[begin TEXT TO READ]

Thank you, John. Ernie.

MR. BAUGHMAN. Mr. Chairman, on the general economic picture
I think the staff projections are about as defensible a set of
projections a s one can put together at the present time, and I would
not pick on any particular aspect of them. I have made a concerted
effort since our last meeting, in view of my judgment that the
prospects were rather good that we would have greater capital
expenditures in ‘ I 9 than was being forecast or than the surveys were
suggesting, to engage businessmen in discussion on this point. I have
to report that I was unable to persuade even one of them that the
prospects for capital expenditures are higher than are currently being
forecast.
MR. PARTEE.

In the Dallas area?

MR. BAUGHMAN. That’s where I had most of my conservations.
And this is on the grounds that they are playing their cards close to
their chests. They would much rather fix up, patch up, or put in a
new machine when an old one breaks down and in fact go to overtime on
their labor costs as compared with expanding basic capacity. It
leaves them in a much more flexible situation. Also, they are able to
pass on cost and price increases without much difficulty. The market
takes it. So they just feel that’s the better way to go in the
present environment. That substantially increases the possibility
that we may have a sustained low growth situation, at least until that
attitude is changed, because that seems to me to be a key element in
[downturns]. And a major determinant of periods of economic expansion
has been a surge in capital investment, which has brought very heavy
pressure on the labor markets, materials markets, and credit markets.

[end TEXT TO READ]
[begin SUPPLIED MATERIAL]

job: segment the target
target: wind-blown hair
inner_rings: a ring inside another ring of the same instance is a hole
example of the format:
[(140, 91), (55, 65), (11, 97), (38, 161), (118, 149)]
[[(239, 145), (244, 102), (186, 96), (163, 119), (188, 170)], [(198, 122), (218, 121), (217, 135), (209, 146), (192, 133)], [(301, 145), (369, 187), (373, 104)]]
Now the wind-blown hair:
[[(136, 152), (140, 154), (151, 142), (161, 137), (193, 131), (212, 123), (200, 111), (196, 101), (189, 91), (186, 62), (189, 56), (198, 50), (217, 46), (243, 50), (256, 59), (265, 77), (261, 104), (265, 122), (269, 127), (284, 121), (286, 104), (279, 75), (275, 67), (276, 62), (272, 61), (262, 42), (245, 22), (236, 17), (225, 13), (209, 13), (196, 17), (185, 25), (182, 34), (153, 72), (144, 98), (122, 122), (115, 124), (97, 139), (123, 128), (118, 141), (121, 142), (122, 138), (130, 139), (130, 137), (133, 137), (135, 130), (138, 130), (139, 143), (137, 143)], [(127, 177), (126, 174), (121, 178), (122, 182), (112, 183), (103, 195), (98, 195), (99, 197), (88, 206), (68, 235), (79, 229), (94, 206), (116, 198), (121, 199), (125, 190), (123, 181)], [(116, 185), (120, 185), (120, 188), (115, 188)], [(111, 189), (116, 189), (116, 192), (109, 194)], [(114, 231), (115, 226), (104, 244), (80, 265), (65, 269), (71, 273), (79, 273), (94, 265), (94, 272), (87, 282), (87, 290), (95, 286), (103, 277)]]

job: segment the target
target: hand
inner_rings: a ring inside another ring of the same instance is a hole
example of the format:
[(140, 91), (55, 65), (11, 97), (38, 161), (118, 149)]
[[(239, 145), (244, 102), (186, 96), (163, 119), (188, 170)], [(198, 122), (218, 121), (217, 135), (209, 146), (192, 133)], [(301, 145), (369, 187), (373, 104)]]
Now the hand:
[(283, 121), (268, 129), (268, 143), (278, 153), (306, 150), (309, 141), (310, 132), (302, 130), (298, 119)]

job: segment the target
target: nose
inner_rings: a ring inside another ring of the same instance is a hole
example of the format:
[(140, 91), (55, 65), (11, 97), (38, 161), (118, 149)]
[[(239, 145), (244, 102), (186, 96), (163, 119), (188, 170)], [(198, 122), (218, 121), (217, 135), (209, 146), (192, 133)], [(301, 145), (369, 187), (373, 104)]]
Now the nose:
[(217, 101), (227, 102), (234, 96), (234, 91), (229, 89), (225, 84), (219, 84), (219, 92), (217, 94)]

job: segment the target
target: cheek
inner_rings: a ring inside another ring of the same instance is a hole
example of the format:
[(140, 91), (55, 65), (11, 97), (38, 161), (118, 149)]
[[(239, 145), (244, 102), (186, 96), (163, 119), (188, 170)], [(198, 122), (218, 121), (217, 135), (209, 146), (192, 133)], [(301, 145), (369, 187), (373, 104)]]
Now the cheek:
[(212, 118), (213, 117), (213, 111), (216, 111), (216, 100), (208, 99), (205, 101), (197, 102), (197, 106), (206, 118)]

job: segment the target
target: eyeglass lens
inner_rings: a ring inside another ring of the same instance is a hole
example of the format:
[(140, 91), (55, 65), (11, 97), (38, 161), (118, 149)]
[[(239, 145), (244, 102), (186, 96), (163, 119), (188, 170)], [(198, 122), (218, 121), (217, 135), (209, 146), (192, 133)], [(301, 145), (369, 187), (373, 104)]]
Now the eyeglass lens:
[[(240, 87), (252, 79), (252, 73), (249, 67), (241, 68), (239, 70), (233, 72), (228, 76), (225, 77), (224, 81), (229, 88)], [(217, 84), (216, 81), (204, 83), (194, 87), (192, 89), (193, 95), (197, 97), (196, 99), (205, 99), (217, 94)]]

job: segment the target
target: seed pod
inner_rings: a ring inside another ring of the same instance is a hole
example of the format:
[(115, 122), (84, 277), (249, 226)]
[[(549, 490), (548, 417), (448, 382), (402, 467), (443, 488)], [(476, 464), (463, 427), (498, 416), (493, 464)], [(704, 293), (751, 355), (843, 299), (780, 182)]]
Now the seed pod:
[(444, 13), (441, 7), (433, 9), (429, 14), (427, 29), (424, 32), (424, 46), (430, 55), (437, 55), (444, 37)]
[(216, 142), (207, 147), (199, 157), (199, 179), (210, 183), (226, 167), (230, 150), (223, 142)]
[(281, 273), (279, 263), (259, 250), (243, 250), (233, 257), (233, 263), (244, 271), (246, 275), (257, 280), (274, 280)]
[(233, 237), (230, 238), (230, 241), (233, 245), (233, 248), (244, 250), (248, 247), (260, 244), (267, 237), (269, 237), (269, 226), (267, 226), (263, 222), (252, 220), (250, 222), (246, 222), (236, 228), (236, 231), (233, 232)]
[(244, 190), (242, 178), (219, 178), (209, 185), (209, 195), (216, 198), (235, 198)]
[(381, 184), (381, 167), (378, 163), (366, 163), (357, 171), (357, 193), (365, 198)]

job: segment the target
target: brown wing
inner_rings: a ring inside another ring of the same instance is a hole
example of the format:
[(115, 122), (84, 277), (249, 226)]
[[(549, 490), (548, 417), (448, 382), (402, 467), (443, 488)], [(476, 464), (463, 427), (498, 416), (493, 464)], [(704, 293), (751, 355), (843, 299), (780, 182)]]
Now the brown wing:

[end SUPPLIED MATERIAL]

* TASKS AND EXERCISES:
1. Translate this sentence from the meeting transcript into Spanish: "It leaves them in a much more flexible situation."
2. According to the meeting transcript, what does Mr. Baughman say businessmen are able to pass on without much difficulty?
3. Write out a passage from the meeting transcript, beginning at the words "Thank you, John." and stopping after the words "MR. PARTEE.".
These records were drawn from a separate source.

* EXERCISE SOLUTIONS:
1. Los deja en una situación mucho más flexible.

2. Cost and price increases.

3.
Thank you, John. Ernie.

MR. BAUGHMAN. Mr. Chairman, on the general economic picture
I think the staff projections are about as defensible a set of
projections a s one can put together at the present time, and I would
not pick on any particular aspect of them. I have made a concerted
effort since our last meeting, in view of my judgment that the
prospects were rather good that we would have greater capital
expenditures in ‘ I 9 than was being forecast or than the surveys were
suggesting, to engage businessmen in discussion on this point. I have
to report that I was unable to persuade even one of them that the
prospects for capital expenditures are higher than are currently being
forecast.
MR. PARTEE.